=== Task ===
Can you write out, word for word, everything from the line containing "the white dress" down to the last line of the items below, with both of those lines included?
## start Given data
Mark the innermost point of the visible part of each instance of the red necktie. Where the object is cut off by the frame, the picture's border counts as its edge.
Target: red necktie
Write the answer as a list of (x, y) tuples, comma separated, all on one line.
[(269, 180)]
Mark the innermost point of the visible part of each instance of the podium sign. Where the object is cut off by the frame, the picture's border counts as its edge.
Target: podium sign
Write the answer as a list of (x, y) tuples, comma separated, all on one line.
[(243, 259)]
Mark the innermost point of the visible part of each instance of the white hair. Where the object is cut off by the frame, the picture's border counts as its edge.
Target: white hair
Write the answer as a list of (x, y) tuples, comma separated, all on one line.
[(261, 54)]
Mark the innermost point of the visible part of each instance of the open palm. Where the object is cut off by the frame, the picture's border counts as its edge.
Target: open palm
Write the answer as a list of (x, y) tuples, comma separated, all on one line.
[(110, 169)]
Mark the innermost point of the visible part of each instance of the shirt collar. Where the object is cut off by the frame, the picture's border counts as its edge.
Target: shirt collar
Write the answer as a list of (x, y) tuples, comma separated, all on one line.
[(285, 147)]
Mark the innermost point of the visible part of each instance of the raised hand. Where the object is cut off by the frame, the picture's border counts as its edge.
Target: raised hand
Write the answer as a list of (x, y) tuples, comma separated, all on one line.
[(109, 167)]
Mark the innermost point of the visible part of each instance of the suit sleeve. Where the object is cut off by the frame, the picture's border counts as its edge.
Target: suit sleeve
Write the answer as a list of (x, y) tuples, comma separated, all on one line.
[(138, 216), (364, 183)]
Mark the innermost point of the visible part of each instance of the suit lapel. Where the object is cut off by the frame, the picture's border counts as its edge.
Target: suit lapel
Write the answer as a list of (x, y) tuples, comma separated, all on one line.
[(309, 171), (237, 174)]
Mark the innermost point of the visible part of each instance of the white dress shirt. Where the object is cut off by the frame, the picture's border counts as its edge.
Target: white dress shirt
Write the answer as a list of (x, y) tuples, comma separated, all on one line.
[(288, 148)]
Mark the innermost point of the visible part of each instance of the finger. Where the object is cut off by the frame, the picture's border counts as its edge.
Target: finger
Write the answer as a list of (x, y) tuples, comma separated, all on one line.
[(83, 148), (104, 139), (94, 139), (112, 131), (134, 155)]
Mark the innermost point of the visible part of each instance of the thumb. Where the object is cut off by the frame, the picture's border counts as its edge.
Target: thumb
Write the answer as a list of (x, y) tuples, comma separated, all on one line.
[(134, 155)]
## end Given data
=== Task result ===
Mark the innermost point of the visible part of each instance of the white dress shirt. Where the object is cut off by the frame, the picture's border counts as its edge.
Target: white dress shirt
Write the answer as a list of (x, y) tuples, comma separated, all on one line.
[(288, 148)]
Mark the innermost point of the visible part of each instance of the finger. Where the object is cut off by the frame, the picture's border counts as its edge.
Target: finger
Write the answer as a list of (x, y) tuples, comma separated, all on one line.
[(83, 148), (104, 139), (94, 139), (112, 131), (134, 155)]
Mark the innermost point of the visible part of each instance of the thumb. Where the object is cut off by the frame, the picture's border counts as its edge.
Target: thumb
Write the answer as a list of (x, y) tuples, comma separated, all on one line.
[(134, 155)]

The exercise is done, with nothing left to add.